» Goal:
How many lines in the material below contain the string "much", matching case exactly? Give only the number.

» Material for this task:
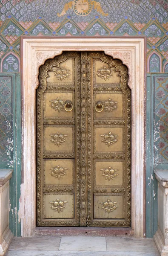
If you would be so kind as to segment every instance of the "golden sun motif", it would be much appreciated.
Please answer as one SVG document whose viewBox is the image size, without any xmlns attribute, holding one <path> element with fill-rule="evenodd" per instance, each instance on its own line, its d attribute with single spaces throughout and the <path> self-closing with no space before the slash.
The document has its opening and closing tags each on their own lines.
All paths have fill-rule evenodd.
<svg viewBox="0 0 168 256">
<path fill-rule="evenodd" d="M 63 11 L 60 13 L 57 13 L 59 17 L 66 14 L 69 9 L 73 9 L 77 15 L 85 16 L 88 15 L 92 9 L 93 6 L 98 12 L 102 16 L 106 16 L 108 14 L 105 13 L 102 10 L 101 4 L 96 1 L 91 0 L 74 0 L 65 3 Z"/>
<path fill-rule="evenodd" d="M 90 13 L 92 6 L 90 0 L 75 0 L 73 9 L 77 15 L 86 16 Z"/>
</svg>

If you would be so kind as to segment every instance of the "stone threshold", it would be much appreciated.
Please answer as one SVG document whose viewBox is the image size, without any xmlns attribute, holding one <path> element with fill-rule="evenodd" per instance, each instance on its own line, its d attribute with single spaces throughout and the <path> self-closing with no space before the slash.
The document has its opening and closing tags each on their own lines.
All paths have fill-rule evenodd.
<svg viewBox="0 0 168 256">
<path fill-rule="evenodd" d="M 36 227 L 34 236 L 134 236 L 130 227 Z"/>
</svg>

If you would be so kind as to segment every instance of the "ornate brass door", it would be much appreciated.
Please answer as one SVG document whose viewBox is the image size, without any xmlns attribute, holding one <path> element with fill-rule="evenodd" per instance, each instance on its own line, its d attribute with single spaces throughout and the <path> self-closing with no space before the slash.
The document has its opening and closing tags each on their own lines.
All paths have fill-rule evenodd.
<svg viewBox="0 0 168 256">
<path fill-rule="evenodd" d="M 103 52 L 64 52 L 41 67 L 38 226 L 130 226 L 128 78 Z"/>
</svg>

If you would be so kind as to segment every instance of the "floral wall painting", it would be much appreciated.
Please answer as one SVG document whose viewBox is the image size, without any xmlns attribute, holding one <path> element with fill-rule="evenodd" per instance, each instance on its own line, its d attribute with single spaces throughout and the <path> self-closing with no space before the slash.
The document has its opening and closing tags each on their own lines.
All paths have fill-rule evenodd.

» Correct output:
4